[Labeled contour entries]
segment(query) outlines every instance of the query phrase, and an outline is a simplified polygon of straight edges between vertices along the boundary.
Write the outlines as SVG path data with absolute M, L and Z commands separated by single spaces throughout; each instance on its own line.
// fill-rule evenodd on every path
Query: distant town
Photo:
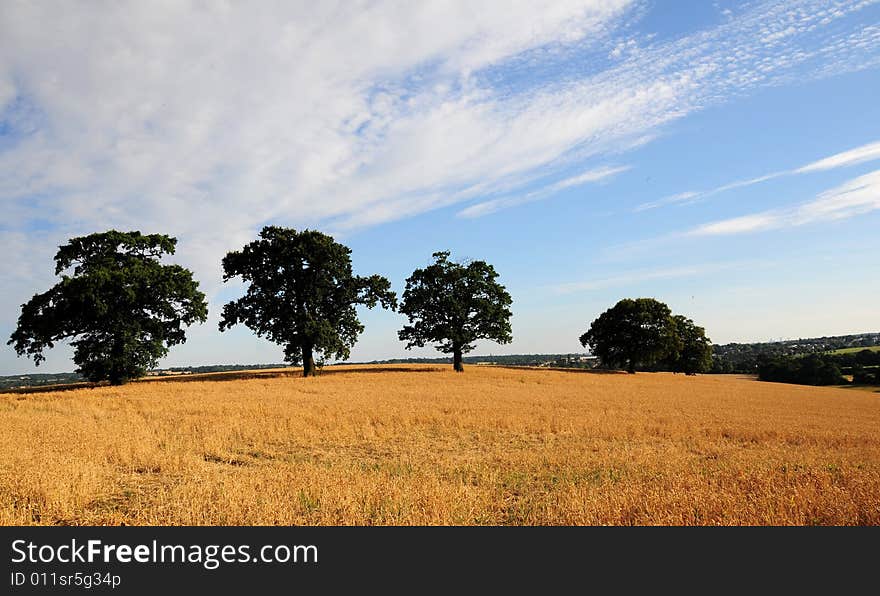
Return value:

> WHAT YOU SHOULD DO
Write out every item above word for word, leaving out the pictures.

> TASK RESPONSE
segment(query) outlines every instance of the query phrase, and an outline is a simplified polygon of straight edges between vertices along the boundary.
Write the outlines as SVG path data with absolute M, L and Z commands separated by single spaces throughout; each instance on its own line.
// fill-rule evenodd on every path
Query: distant town
Photo:
Return value:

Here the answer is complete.